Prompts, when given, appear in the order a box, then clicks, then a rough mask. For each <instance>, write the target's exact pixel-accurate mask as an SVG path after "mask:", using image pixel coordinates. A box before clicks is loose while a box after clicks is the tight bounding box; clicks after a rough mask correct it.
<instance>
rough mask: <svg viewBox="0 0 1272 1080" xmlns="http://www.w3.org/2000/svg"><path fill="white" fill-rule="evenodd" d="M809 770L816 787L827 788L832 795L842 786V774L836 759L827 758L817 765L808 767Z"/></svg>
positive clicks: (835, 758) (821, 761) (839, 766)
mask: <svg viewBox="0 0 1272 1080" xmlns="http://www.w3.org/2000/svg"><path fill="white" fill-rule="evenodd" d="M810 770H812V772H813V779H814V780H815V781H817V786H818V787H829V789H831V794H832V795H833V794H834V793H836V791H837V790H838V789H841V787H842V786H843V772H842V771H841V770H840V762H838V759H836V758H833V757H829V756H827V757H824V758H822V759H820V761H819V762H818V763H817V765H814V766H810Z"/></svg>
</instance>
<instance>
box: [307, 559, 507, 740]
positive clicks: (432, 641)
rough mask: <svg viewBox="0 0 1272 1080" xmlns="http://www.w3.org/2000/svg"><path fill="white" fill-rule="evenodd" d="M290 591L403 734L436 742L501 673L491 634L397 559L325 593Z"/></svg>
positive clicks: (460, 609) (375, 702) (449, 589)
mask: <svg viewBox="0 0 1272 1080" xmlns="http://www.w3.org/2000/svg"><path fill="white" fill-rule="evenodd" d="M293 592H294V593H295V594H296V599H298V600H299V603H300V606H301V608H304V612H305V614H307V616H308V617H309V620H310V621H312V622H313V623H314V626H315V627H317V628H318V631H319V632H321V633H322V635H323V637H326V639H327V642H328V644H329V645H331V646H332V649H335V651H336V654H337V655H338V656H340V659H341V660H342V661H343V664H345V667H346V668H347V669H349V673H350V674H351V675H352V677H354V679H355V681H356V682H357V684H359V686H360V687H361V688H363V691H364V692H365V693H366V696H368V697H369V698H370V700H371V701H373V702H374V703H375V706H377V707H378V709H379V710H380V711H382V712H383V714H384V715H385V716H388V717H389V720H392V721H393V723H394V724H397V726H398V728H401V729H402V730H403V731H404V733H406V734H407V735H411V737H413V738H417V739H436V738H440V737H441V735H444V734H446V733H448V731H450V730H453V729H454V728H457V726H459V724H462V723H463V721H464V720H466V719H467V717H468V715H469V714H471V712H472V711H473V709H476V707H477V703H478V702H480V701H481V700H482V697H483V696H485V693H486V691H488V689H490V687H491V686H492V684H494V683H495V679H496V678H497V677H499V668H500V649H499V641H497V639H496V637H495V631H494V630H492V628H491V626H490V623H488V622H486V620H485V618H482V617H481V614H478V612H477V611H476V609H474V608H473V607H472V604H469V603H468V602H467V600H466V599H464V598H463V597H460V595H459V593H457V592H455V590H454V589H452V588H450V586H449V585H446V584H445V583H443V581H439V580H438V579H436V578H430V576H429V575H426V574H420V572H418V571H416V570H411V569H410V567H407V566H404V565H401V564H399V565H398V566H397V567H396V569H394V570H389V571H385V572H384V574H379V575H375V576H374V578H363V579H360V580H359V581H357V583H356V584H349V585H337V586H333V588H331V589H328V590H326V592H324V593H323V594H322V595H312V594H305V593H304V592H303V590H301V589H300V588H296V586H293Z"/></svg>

※ ※ ※

### The task
Using the entries above, repeat only the lines from the one containing "positive clicks: (432, 641)" through the one containing "591L403 734L436 742L501", end lines included.

### Exercise response
positive clicks: (432, 641)
rough mask: <svg viewBox="0 0 1272 1080" xmlns="http://www.w3.org/2000/svg"><path fill="white" fill-rule="evenodd" d="M290 591L403 734L436 742L501 673L491 634L397 559L325 593Z"/></svg>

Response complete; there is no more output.